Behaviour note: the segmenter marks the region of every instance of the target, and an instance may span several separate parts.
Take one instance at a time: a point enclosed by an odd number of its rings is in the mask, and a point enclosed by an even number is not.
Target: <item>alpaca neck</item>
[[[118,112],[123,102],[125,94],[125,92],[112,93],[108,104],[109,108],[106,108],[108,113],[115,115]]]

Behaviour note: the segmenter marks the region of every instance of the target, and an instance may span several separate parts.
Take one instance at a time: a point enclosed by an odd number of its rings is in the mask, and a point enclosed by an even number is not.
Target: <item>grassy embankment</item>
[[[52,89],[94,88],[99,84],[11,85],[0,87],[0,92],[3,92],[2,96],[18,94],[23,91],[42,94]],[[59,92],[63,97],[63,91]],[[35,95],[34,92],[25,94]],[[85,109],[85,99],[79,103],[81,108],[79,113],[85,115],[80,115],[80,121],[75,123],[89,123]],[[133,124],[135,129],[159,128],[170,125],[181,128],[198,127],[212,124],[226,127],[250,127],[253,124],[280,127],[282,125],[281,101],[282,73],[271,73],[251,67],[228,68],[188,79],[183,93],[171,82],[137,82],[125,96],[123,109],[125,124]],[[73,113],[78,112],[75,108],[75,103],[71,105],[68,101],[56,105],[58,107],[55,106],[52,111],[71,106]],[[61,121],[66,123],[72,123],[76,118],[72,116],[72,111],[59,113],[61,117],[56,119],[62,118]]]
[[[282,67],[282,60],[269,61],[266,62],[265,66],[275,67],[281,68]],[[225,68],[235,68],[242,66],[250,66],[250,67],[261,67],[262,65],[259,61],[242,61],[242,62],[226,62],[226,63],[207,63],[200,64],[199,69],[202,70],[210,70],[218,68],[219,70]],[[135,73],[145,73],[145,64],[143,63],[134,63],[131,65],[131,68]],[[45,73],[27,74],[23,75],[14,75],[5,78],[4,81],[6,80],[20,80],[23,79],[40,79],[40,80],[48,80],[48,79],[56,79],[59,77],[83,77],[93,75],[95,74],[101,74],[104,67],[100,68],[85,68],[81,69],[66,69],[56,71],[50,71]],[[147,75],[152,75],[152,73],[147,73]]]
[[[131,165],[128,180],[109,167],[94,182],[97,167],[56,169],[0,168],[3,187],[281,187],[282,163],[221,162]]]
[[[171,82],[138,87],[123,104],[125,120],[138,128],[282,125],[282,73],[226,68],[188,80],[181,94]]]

-- -- --

• _Work instructions_: Output all of the material exactly as written.

• _Result of the task_:
Behaviour note: the segmenter marks the region of every instance of the target, and an instance may span several separate parts.
Take one instance at a time: a point enclosed by an odd number of its rings is in the mask, and a point enclosed by an even number is not.
Target: <item>alpaca neck</item>
[[[118,112],[123,102],[125,94],[125,92],[112,93],[108,104],[109,108],[106,108],[108,113],[115,115]]]

Behaviour note: the segmenter marks the region of every instance of the target, and an instance may span several separate parts.
Take one instance at a time: a point enclosed by an odd number of its rings is in the mask, and a point enclosed by an even number is not.
Target: <item>grassy embankment</item>
[[[52,89],[94,88],[99,84],[11,85],[0,87],[0,92],[3,92],[2,96],[18,94],[23,91],[42,94]],[[59,92],[63,97],[63,91]],[[35,95],[34,92],[25,94]],[[85,109],[85,99],[79,103],[81,108],[79,113],[85,115],[80,115],[80,121],[75,123],[89,123]],[[133,124],[135,129],[159,128],[170,125],[181,128],[198,127],[212,124],[226,127],[250,127],[253,124],[280,127],[282,125],[281,101],[282,73],[271,73],[251,67],[228,68],[188,79],[183,93],[171,82],[137,82],[125,96],[123,109],[125,124]],[[73,113],[78,112],[75,108],[75,103],[71,105],[68,101],[56,105],[58,107],[55,106],[52,111],[71,106]],[[61,121],[66,123],[72,123],[76,118],[72,116],[72,111],[59,113],[61,117],[56,119],[62,118]]]
[[[282,67],[282,60],[269,61],[266,62],[265,66],[275,67],[281,68]],[[225,68],[235,68],[242,66],[250,66],[250,67],[261,67],[262,65],[259,61],[242,61],[242,62],[226,62],[226,63],[207,63],[200,64],[199,69],[202,70],[210,70],[218,68],[219,70]],[[135,73],[145,73],[145,64],[143,63],[134,63],[131,65],[131,68]],[[45,73],[27,74],[23,75],[14,75],[5,78],[4,81],[6,80],[20,80],[23,79],[40,79],[40,80],[48,80],[48,79],[56,79],[59,77],[83,77],[93,75],[95,74],[101,74],[104,67],[100,68],[85,68],[81,69],[66,69],[56,71],[50,71]],[[147,75],[152,75],[152,73],[147,73]]]
[[[131,165],[128,180],[109,167],[94,182],[97,167],[56,169],[0,168],[3,187],[281,187],[282,163],[221,162]]]
[[[171,82],[138,87],[123,104],[125,120],[138,128],[282,125],[282,73],[226,68],[188,80],[181,94]]]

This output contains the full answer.